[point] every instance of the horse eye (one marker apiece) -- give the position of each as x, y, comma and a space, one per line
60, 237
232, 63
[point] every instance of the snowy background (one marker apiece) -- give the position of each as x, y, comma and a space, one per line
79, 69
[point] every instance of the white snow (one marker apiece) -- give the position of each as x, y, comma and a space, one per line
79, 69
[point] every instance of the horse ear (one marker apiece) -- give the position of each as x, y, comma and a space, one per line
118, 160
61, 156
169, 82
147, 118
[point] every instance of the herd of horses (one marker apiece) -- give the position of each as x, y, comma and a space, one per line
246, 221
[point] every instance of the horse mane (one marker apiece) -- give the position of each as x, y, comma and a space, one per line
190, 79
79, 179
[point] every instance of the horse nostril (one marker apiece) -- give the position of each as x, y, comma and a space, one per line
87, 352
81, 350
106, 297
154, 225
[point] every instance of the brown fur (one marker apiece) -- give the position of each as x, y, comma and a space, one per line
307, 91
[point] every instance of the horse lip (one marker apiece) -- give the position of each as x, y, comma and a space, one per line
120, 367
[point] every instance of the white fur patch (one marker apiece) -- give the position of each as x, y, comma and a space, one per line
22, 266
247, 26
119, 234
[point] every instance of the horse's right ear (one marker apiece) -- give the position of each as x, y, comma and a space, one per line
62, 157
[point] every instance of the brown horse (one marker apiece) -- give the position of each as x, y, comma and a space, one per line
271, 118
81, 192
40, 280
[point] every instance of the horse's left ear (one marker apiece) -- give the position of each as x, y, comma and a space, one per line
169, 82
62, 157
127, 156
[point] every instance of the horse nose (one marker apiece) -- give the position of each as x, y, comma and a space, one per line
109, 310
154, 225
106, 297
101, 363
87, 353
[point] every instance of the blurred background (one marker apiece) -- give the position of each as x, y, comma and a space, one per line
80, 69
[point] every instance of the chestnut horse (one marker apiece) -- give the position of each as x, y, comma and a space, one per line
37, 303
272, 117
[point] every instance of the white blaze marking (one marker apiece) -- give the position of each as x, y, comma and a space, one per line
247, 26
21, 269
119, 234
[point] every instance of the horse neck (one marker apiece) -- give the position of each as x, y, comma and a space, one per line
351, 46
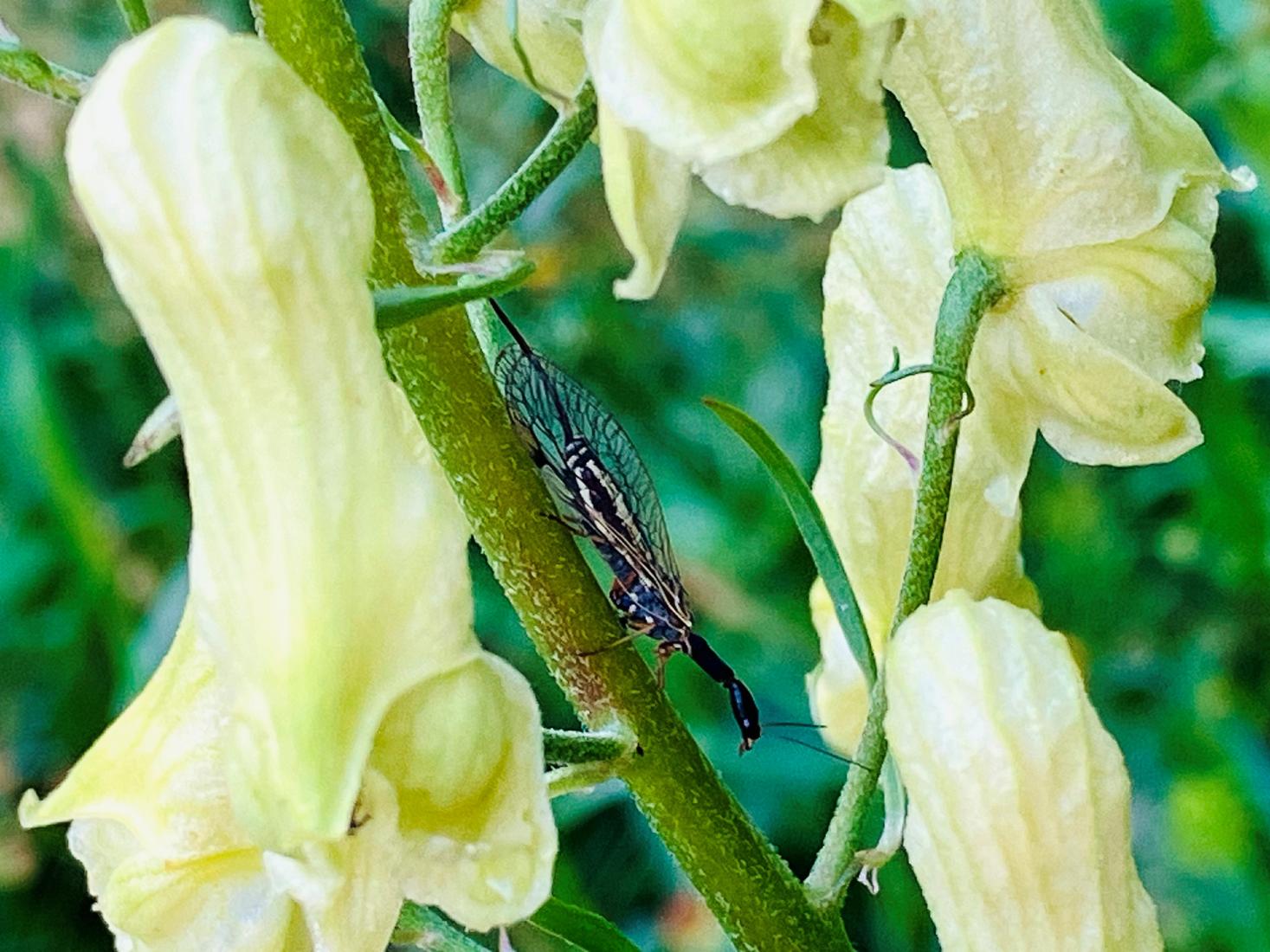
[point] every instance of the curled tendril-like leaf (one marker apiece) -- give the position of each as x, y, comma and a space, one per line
894, 375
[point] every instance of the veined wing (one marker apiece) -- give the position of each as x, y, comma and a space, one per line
554, 408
==*==
Quote each record exactly as it stands, minus the pictures.

[point] every instance of the horse eye (one marker apiece) -- give the position of each as x, y, comma and a space, one per line
60, 237
232, 63
[point] every instance of the snowy background (one marker apiece) -- give the position of each as x, y, comma and a space, one per line
79, 69
[point] every instance of the white snow (one marker apiece) -- give the position of each as x, y, comma and a space, one per line
79, 69
[point] every instance of the horse ear (one marker apiece) -- give the position of each as x, y, comma and a space, one per line
118, 160
61, 156
169, 82
147, 118
[point] every instance of the herd of horses (one marker apiece) -- give the position of each as x, y, comma and a space, one per line
246, 221
[point] every instance of the horse mane (one marker apiece) -- give the position of each as x, y, comma and a space, one per line
190, 79
79, 179
[point] every instance of the horse nostril (one marker apiece) -- give the position of each as x, y, comma and a space, one per line
87, 352
81, 350
106, 297
154, 225
[point] every instance of the brown fur (one marker apiece) -- give the position of each as x, y, comma and a space, one per line
307, 91
[point] every instance of the horse lip (one marker apiece) -- give the position of each as x, y, comma and a space, one per line
120, 367
[point] every instance of the white fur patch (one marker apiece) -- give the position of each as x, y, comma and a space, one per line
22, 266
247, 26
119, 234
[point] every instance of the horse's right ear (one marker apiece) -- give the position of each as x, y, comma and a space, one per line
62, 157
[point] every instance of the brown horse (one marker apiece) -- give the position of each as x, y, comma and a space, one per line
271, 118
81, 192
40, 280
[point] every instance of the horse's left ear (one marker apiece) -- give the position of each as x, y, comma and a space, one per line
169, 82
62, 157
127, 156
[point] every instance of the horse nose (one marker apiece) -- give the position of each as x, y, comma and a space, one per line
109, 310
154, 225
106, 297
101, 363
87, 353
[point] every instance of the blurred background (one marker apiece) -- give the position of each as x, y, comma and a space, one per line
80, 69
[point] every instance of the chestnut horse (one marker apiece) -- give the position of each as x, y, comma and a space, one per line
37, 303
272, 117
[point] every instance of the white blaze marking (one marker apiece) -- give the position of each as x, y, comma and a space, one per line
247, 26
21, 269
119, 234
[point] every instance of the horse neck (one marker apiece) -- give the position of each as x, y, comma and a space, one per line
351, 46
[point] every instance of the curled tendril-like leaf (one marker apiece) -- give the position of each as x, y, comma and a space, one per line
894, 375
[point] every instance of the veined wing (one marker apiece) -- give the position of each as x, y, comma and a space, one per line
554, 408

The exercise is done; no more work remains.